__Task to carry out__
Copy out the listing exactly.

__Listed entries__
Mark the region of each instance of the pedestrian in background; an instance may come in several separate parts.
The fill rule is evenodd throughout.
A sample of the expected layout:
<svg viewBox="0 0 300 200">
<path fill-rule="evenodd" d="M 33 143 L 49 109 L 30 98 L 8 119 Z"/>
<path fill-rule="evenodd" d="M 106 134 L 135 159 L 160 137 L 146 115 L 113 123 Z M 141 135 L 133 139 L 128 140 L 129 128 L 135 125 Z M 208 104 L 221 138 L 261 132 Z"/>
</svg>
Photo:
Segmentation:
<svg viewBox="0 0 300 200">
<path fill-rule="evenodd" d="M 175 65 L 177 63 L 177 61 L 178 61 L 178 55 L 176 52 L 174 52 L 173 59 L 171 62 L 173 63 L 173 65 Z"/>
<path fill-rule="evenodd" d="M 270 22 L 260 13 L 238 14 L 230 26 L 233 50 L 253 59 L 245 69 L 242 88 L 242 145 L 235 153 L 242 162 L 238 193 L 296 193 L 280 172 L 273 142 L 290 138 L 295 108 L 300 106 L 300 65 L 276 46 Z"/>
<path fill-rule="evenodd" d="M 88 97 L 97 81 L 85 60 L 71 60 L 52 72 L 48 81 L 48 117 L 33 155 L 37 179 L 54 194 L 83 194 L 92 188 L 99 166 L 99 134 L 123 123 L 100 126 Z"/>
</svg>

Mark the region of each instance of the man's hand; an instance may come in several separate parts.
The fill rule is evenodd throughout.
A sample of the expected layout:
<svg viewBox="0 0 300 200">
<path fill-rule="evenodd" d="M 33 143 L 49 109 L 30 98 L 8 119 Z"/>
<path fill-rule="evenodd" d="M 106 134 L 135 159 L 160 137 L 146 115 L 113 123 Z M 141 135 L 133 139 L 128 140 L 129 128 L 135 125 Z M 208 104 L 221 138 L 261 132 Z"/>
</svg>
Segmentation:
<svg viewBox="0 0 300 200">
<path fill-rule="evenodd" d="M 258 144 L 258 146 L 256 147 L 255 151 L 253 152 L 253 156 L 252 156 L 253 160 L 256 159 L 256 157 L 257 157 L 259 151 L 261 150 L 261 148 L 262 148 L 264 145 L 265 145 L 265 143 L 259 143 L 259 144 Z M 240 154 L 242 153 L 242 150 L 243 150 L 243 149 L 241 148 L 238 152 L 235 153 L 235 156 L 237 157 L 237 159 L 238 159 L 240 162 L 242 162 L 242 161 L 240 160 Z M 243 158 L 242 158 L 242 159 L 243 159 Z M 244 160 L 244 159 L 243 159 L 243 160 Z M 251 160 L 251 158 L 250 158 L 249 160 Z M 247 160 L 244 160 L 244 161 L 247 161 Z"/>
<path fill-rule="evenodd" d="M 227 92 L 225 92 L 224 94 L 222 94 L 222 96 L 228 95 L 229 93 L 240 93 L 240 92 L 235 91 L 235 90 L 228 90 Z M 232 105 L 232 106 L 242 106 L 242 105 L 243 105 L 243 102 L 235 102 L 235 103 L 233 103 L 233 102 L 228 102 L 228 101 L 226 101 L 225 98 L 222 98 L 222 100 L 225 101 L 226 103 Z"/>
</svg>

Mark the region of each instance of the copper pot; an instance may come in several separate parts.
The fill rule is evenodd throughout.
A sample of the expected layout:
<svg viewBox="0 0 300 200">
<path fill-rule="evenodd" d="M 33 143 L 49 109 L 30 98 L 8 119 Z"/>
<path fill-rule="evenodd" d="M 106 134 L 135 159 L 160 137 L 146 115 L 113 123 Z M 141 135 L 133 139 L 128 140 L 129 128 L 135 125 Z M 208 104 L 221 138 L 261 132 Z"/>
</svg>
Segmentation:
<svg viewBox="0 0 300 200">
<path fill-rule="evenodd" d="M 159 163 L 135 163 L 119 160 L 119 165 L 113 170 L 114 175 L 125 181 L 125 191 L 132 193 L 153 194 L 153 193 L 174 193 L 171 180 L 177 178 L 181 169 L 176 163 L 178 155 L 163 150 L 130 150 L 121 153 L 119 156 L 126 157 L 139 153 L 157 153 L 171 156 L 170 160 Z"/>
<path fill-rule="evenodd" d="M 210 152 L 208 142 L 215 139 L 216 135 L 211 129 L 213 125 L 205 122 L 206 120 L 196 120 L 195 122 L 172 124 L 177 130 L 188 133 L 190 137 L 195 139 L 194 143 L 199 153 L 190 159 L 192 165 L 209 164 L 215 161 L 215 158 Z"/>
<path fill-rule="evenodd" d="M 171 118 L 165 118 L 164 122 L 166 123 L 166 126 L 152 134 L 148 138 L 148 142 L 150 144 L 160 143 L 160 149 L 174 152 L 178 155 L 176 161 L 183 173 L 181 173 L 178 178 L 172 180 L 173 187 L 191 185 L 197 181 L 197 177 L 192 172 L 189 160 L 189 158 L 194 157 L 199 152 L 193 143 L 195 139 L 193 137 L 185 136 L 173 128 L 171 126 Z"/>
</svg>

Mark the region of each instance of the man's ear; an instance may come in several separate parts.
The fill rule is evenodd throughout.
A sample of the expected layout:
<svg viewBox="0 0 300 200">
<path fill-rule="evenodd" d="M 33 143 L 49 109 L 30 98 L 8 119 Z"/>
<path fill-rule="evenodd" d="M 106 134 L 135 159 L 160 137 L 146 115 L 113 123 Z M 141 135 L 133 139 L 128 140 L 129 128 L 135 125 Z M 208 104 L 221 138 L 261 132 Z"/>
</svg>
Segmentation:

__Exercise result__
Mark the region of each instance of the pedestrian in background; an instance may come in several separate parts.
The fill rule is evenodd throughout.
A sample of the expected layout:
<svg viewBox="0 0 300 200">
<path fill-rule="evenodd" d="M 33 143 L 49 109 L 30 98 L 8 119 Z"/>
<path fill-rule="evenodd" d="M 106 134 L 135 159 L 160 137 L 146 115 L 113 123 Z M 141 135 L 133 139 L 128 140 L 129 128 L 135 125 Z M 208 104 L 221 138 L 261 132 Z"/>
</svg>
Photo:
Segmentation:
<svg viewBox="0 0 300 200">
<path fill-rule="evenodd" d="M 175 65 L 177 63 L 177 61 L 178 61 L 178 55 L 176 52 L 174 52 L 173 59 L 171 62 L 173 63 L 173 65 Z"/>
<path fill-rule="evenodd" d="M 270 22 L 260 13 L 238 14 L 230 26 L 233 50 L 253 59 L 245 69 L 242 88 L 242 145 L 235 153 L 242 162 L 238 193 L 296 193 L 280 172 L 273 142 L 290 138 L 295 108 L 300 106 L 300 65 L 276 46 Z"/>
<path fill-rule="evenodd" d="M 88 97 L 97 81 L 85 60 L 71 60 L 52 72 L 48 81 L 48 117 L 33 155 L 37 179 L 54 194 L 83 194 L 92 188 L 99 166 L 99 134 L 123 123 L 100 126 Z"/>
</svg>

Mark the region of each instance of the man's hand; an instance may come in several separate parts.
The fill rule is evenodd throughout.
A sample of the expected layout:
<svg viewBox="0 0 300 200">
<path fill-rule="evenodd" d="M 33 143 L 49 109 L 30 98 L 8 119 Z"/>
<path fill-rule="evenodd" d="M 106 134 L 135 159 L 160 137 L 146 115 L 113 123 Z M 141 135 L 133 139 L 128 140 L 129 128 L 135 125 Z M 208 104 L 221 138 L 261 132 Z"/>
</svg>
Segmentation:
<svg viewBox="0 0 300 200">
<path fill-rule="evenodd" d="M 258 144 L 258 146 L 256 147 L 255 151 L 253 152 L 253 156 L 252 156 L 253 160 L 256 159 L 256 157 L 257 157 L 259 151 L 261 150 L 261 148 L 262 148 L 264 145 L 265 145 L 265 143 L 259 143 L 259 144 Z M 240 154 L 242 153 L 242 150 L 243 150 L 243 149 L 241 148 L 238 152 L 235 153 L 235 156 L 237 157 L 237 159 L 238 159 L 240 162 L 242 162 L 242 161 L 240 160 Z M 243 158 L 242 158 L 242 159 L 243 159 Z M 244 160 L 244 159 L 243 159 L 243 160 Z M 251 160 L 251 158 L 250 158 L 249 160 Z M 247 160 L 244 160 L 244 161 L 247 161 Z"/>
<path fill-rule="evenodd" d="M 227 92 L 225 92 L 224 94 L 222 94 L 222 96 L 228 95 L 229 93 L 240 93 L 240 92 L 235 91 L 235 90 L 228 90 Z M 232 105 L 232 106 L 242 106 L 242 105 L 243 105 L 243 102 L 235 102 L 235 103 L 233 103 L 233 102 L 228 102 L 228 101 L 226 101 L 225 98 L 222 98 L 222 100 L 225 101 L 226 103 Z"/>
</svg>

Mark the region of each instance of the copper pot; an instance may come in several separate parts.
The fill rule is evenodd throughout.
A sample of the expected layout:
<svg viewBox="0 0 300 200">
<path fill-rule="evenodd" d="M 33 143 L 49 109 L 30 98 L 8 119 Z"/>
<path fill-rule="evenodd" d="M 106 134 L 135 159 L 160 137 L 146 115 L 113 123 Z M 141 135 L 133 139 L 128 140 L 129 128 L 135 125 Z M 208 104 L 221 138 L 261 132 Z"/>
</svg>
Segmentation:
<svg viewBox="0 0 300 200">
<path fill-rule="evenodd" d="M 159 163 L 135 163 L 119 160 L 119 165 L 113 170 L 114 175 L 125 181 L 125 191 L 132 193 L 153 194 L 153 193 L 174 193 L 171 180 L 177 178 L 181 169 L 176 163 L 178 155 L 163 150 L 130 150 L 121 153 L 119 156 L 126 157 L 139 153 L 157 153 L 171 156 L 170 160 Z"/>
<path fill-rule="evenodd" d="M 210 152 L 208 142 L 215 139 L 216 135 L 211 129 L 213 125 L 205 122 L 206 120 L 196 120 L 195 122 L 172 124 L 177 130 L 188 133 L 190 137 L 195 139 L 194 143 L 199 153 L 190 159 L 192 165 L 209 164 L 215 161 L 215 158 Z"/>
<path fill-rule="evenodd" d="M 171 118 L 165 118 L 164 122 L 166 123 L 166 126 L 152 134 L 148 138 L 148 142 L 150 144 L 160 143 L 160 149 L 174 152 L 178 155 L 176 161 L 183 173 L 181 173 L 178 178 L 172 180 L 173 187 L 191 185 L 197 181 L 197 177 L 192 172 L 189 160 L 189 158 L 194 157 L 199 152 L 193 143 L 195 139 L 193 137 L 185 136 L 173 128 L 171 126 Z"/>
</svg>

Mark the region of each instance of the man's ear; an instance may come in several separate parts.
The fill rule is evenodd throughout.
A sample of the expected layout:
<svg viewBox="0 0 300 200">
<path fill-rule="evenodd" d="M 33 143 L 49 109 L 30 98 L 8 119 Z"/>
<path fill-rule="evenodd" d="M 106 134 L 135 159 L 160 137 L 146 115 L 113 123 Z M 141 135 L 133 139 L 128 140 L 129 128 L 135 125 Z M 208 104 L 221 138 L 261 132 Z"/>
</svg>
Segmentation:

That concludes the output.